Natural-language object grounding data
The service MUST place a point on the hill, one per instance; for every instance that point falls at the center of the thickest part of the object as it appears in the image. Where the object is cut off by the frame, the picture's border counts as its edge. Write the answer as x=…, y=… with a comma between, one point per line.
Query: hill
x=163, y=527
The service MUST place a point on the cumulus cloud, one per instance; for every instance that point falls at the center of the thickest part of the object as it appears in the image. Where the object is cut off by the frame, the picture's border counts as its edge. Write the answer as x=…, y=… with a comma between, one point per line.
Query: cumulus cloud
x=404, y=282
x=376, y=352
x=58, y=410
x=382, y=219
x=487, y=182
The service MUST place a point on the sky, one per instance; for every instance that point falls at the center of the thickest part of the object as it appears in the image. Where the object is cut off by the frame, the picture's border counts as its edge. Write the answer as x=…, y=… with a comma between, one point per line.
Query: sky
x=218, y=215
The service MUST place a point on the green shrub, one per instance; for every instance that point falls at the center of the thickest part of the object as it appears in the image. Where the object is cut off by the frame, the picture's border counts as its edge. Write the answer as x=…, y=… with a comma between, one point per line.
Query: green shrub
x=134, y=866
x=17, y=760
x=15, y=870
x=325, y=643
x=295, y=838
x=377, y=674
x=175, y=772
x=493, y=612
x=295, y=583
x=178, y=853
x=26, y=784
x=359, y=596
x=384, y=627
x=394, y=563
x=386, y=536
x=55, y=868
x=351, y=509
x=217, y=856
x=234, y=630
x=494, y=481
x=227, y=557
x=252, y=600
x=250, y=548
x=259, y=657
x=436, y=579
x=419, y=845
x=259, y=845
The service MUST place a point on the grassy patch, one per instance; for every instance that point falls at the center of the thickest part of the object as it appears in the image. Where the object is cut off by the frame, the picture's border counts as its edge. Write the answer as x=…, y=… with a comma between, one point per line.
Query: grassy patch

## BRIEF
Each of the records is to be written out again exactly.

## EXPECTED ANSWER
The service MUST place a point on the hill, one per instance; for every instance that point falls at the center of the thickest part of the object as it appears in the image. Where the object is cut off by the frame, the picture's border counts as its edge. Write the answer as x=…, y=… with a comma between, one point per line.
Query: hill
x=163, y=527
The service MUST place a point on the cumulus cloud, one per instance; for every instance that point falls at the center of the thickest part of the object as it appears in the image. Where the object is cut off by the frame, the picture's border counts as its edge. Write the answer as x=…, y=… with a comma between, one point per line.
Query: cumulus cloud
x=404, y=282
x=376, y=352
x=58, y=410
x=382, y=219
x=487, y=182
The service MUST place a point on the sky, one per instance; for every instance that point falls at the center of the thickest part of the object as it appears in the image. Where the object is cut off by the frame, the picture's border counts as its edge. Write the answer as x=…, y=… with a comma between, one point per line.
Query: sky
x=218, y=215
The service MUST place a point on the green shrub, one per instance; for every instance that point falls at the center of the thickest part of the object as it appears in the image. Where the object is cut off by the frame, the picture's border counts as its edge. Write the answer as x=…, y=… with a comma between, one point per line.
Query: green shrub
x=134, y=866
x=17, y=760
x=15, y=870
x=325, y=643
x=295, y=838
x=377, y=674
x=175, y=772
x=493, y=612
x=295, y=583
x=178, y=853
x=26, y=784
x=359, y=596
x=384, y=627
x=394, y=563
x=386, y=536
x=55, y=868
x=351, y=509
x=217, y=856
x=234, y=630
x=494, y=481
x=227, y=557
x=252, y=600
x=250, y=548
x=259, y=657
x=436, y=579
x=419, y=845
x=259, y=845
The service MUST place a point on the grassy patch, one per instance; for every instance that point falls at the center of the thickest part of the object as it appears in the image. Where the object is cut off by the frame, the picture's border counts as its edge. Write the answer as x=…, y=… with a comma between, one point per line.
Query: grassy patch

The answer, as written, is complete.